◆ Given exercise
Put the items below into a numbered list, starting with the line that contains "of the utility" and going through the end of the items, both included. Leave out any blank lines.

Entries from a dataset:
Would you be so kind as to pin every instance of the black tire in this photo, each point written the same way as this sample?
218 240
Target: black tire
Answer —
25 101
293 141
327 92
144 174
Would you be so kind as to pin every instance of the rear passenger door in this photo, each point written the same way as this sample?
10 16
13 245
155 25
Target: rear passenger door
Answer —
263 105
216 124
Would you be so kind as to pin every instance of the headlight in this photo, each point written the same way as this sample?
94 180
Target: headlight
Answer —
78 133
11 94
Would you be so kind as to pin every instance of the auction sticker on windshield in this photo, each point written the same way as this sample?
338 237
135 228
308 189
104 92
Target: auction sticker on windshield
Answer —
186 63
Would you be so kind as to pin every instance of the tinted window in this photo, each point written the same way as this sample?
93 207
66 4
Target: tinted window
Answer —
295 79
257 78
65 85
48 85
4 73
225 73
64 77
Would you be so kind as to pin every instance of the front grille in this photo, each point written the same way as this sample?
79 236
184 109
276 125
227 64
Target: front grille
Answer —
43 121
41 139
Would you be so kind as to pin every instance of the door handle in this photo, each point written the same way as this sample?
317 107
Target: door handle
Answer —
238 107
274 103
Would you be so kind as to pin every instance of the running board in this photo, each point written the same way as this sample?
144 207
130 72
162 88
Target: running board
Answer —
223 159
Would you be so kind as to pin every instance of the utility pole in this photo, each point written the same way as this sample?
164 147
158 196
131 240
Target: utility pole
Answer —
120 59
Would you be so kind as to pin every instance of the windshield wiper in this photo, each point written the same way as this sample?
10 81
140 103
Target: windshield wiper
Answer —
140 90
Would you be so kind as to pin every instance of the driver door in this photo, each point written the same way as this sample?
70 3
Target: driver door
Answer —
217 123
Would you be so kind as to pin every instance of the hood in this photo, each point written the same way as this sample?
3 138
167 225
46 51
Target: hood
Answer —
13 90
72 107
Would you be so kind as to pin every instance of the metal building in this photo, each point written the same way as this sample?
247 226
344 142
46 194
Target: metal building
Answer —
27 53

◆ Result
1. Would you be so kind as to pin every instance of the utility pole in this photo, each point written the same way as this sample?
2. 164 147
3. 158 196
4. 131 240
5. Target: utility pole
6. Answer —
7. 120 59
8. Would you be so kind as to pin every instance of the windshield wiper in this photo, each point written the same way as this sample?
9. 10 81
10. 140 103
11. Target: windshield wiper
12. Answer —
13. 140 90
14. Would you be so kind as to pin every instance of the driver door in this photo, each point written the same way as this sample?
15. 70 3
16. Target: driver door
17. Answer —
18. 217 123
19. Would you be so kind as to pin every instance of the hood in this photo, each point written the same way as this sample?
20. 3 138
21. 167 225
22. 46 51
23. Target: hood
24. Answer —
25. 13 90
26. 72 107
27. Would you be so kind as to pin every instance of the metal building in this photo, each point written the same way as this sample?
28. 247 226
29. 344 142
30. 46 194
31. Target: metal building
32. Answer —
33. 27 53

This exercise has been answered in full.